- _Task goal_:
Write each line exactly, from the line that holds "Reviewer check: make sure each instance of the paved" through the final line of the material, and no other line.

━━━━━ Stored data ━━━━━

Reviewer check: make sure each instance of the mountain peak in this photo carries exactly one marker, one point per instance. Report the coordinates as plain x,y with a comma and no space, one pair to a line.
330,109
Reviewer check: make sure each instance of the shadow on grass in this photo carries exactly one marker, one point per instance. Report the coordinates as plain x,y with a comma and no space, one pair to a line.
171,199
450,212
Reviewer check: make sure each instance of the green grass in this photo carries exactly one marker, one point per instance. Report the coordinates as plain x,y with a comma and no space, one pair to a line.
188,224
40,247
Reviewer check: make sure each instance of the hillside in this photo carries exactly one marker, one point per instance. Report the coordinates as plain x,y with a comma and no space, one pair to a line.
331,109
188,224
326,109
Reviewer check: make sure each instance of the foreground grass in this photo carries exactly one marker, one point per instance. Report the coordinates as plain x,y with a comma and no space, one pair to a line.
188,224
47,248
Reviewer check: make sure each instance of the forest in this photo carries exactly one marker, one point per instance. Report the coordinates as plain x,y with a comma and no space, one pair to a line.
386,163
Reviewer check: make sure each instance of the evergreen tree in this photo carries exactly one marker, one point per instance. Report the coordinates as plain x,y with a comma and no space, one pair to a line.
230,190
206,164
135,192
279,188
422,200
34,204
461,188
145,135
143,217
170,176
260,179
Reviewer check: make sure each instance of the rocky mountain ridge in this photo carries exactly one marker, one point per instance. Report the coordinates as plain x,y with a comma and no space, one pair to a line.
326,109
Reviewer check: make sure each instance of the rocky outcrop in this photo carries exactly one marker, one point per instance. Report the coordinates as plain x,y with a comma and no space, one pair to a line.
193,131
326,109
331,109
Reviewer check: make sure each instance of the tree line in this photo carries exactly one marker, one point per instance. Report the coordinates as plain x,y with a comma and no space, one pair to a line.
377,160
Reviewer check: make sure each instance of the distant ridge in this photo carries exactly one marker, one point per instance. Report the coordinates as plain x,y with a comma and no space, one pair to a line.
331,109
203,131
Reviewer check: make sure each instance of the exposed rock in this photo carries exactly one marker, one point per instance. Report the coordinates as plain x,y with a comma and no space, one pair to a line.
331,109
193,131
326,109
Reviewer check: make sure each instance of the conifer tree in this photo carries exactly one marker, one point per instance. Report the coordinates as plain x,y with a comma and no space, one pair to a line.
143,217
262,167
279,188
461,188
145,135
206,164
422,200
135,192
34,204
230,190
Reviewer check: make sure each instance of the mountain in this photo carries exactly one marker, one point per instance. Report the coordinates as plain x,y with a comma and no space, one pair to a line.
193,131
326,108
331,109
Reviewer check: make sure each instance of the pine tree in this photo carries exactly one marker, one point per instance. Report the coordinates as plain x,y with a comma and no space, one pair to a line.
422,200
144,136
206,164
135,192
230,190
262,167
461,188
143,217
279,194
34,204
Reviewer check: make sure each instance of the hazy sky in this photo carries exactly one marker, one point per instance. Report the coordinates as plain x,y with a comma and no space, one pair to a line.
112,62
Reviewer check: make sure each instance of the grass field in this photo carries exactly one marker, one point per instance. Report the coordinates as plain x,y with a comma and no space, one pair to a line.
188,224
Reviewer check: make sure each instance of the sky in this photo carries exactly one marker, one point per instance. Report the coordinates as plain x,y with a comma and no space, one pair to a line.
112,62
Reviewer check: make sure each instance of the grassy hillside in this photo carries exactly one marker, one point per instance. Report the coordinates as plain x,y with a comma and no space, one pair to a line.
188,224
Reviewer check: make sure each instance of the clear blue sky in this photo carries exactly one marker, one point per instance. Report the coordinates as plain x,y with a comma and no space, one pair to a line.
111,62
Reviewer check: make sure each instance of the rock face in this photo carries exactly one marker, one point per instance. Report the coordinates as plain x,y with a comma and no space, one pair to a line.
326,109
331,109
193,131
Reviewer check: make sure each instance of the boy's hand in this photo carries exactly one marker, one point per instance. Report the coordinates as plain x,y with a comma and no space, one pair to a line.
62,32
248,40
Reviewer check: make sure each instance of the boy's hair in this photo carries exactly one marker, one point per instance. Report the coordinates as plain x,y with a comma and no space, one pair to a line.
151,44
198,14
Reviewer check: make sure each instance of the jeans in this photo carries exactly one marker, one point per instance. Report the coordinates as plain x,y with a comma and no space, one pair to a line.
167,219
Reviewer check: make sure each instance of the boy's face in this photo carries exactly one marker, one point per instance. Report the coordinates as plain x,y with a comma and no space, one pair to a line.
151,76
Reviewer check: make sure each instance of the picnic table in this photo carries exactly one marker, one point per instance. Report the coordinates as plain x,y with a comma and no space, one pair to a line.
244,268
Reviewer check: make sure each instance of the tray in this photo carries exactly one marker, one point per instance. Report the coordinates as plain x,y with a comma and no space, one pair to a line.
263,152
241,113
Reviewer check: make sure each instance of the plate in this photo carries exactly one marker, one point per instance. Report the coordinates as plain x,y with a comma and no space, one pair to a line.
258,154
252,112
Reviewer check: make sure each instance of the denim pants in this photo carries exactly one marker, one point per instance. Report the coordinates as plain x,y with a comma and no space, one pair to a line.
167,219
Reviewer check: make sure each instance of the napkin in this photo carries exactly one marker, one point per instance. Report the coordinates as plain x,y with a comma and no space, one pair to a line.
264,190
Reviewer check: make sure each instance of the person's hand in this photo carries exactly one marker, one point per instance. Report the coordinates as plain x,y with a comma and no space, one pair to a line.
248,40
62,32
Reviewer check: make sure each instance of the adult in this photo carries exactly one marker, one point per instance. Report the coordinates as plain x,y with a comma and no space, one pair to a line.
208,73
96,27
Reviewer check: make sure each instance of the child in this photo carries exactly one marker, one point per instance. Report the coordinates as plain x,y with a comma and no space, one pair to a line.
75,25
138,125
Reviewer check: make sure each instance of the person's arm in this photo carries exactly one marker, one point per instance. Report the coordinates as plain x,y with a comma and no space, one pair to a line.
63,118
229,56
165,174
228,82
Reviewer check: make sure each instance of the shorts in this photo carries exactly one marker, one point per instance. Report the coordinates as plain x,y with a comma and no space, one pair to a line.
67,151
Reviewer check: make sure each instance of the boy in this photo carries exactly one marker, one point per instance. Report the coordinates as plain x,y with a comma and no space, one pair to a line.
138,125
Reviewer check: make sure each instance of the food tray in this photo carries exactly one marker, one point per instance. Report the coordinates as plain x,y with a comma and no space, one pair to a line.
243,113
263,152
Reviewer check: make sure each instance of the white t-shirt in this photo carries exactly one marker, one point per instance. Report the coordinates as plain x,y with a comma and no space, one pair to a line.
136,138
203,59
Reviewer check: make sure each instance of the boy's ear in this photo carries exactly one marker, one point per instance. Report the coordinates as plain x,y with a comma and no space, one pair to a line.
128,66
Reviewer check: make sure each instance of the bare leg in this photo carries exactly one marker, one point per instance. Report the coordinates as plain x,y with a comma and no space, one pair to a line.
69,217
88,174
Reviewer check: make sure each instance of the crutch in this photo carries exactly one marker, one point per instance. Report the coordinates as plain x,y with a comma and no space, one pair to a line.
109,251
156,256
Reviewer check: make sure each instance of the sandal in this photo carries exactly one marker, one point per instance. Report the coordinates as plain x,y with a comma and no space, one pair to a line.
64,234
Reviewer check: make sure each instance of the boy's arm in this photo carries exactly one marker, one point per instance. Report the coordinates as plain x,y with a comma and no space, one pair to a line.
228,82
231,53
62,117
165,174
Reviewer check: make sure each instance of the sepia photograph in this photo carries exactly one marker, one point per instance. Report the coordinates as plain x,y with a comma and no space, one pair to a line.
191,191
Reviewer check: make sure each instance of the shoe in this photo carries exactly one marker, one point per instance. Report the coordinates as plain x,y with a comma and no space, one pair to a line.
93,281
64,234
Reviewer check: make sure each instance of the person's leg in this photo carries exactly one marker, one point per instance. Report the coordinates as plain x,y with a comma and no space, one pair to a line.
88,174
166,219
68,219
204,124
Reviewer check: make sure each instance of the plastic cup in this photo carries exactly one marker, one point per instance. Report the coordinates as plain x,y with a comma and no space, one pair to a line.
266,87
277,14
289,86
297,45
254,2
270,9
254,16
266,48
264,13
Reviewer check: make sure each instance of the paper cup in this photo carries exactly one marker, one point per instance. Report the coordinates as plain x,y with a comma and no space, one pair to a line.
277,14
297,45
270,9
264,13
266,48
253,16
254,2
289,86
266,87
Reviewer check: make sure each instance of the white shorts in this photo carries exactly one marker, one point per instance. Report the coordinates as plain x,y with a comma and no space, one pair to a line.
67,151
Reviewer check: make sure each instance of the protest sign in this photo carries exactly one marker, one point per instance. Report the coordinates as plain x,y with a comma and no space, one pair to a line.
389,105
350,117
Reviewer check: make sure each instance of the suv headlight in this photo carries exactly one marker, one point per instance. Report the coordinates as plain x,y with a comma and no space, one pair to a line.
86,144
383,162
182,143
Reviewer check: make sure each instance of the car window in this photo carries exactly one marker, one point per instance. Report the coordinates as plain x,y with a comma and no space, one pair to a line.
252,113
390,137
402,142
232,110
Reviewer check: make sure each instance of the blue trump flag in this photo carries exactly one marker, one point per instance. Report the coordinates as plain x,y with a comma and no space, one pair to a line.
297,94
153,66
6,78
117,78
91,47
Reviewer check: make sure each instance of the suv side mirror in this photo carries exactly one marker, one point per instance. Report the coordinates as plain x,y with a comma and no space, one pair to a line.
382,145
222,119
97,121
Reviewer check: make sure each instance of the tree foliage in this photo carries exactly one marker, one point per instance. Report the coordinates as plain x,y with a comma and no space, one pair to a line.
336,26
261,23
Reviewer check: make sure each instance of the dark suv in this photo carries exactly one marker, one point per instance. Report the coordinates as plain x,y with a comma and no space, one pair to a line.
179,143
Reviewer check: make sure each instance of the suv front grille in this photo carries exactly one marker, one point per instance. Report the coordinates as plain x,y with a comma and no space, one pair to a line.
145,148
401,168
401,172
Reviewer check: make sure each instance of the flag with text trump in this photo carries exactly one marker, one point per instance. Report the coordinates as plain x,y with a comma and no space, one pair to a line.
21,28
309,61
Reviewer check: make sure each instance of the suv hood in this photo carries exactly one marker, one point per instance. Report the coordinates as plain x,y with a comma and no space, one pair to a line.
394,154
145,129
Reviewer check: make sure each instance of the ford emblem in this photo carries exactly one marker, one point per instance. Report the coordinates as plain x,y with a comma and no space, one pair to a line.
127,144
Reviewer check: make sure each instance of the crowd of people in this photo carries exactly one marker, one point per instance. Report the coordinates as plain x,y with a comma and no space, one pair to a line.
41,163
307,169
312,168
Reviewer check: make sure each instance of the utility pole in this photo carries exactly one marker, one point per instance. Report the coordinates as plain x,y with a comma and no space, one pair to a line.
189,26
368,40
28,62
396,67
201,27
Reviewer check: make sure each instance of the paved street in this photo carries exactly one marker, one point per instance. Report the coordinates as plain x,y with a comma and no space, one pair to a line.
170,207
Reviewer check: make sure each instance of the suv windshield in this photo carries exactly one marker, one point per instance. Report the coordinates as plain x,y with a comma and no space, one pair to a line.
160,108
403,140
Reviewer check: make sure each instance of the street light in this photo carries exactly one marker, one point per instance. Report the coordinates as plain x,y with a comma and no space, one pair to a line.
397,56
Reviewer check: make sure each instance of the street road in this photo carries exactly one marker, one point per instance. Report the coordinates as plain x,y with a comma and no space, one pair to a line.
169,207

━━━━━

- _Task result_:
Reviewer check: make sure each instance of the paved street in this photo carries exactly one marker, one point per instance. Report the coordinates as plain x,y with a comma and no space, one pair to a line.
170,207
Reviewer check: make sure each instance of the suv windshield in this photo carries exactly one marker, one point per instance. Report the coordinates as plain x,y with a comma and no space, one pair to a line.
160,108
403,140
Reviewer check: make sure each instance of the street light in this photo carries exactly one marker, one point per instance. Report the coordinates as plain x,y with a comma and no space, one pair to a line.
397,56
Reviewer check: make sure each instance of the street road in this photo carries exactly one marker, one point per instance. Report the coordinates as plain x,y with a comma and no space, one pair to a line.
169,207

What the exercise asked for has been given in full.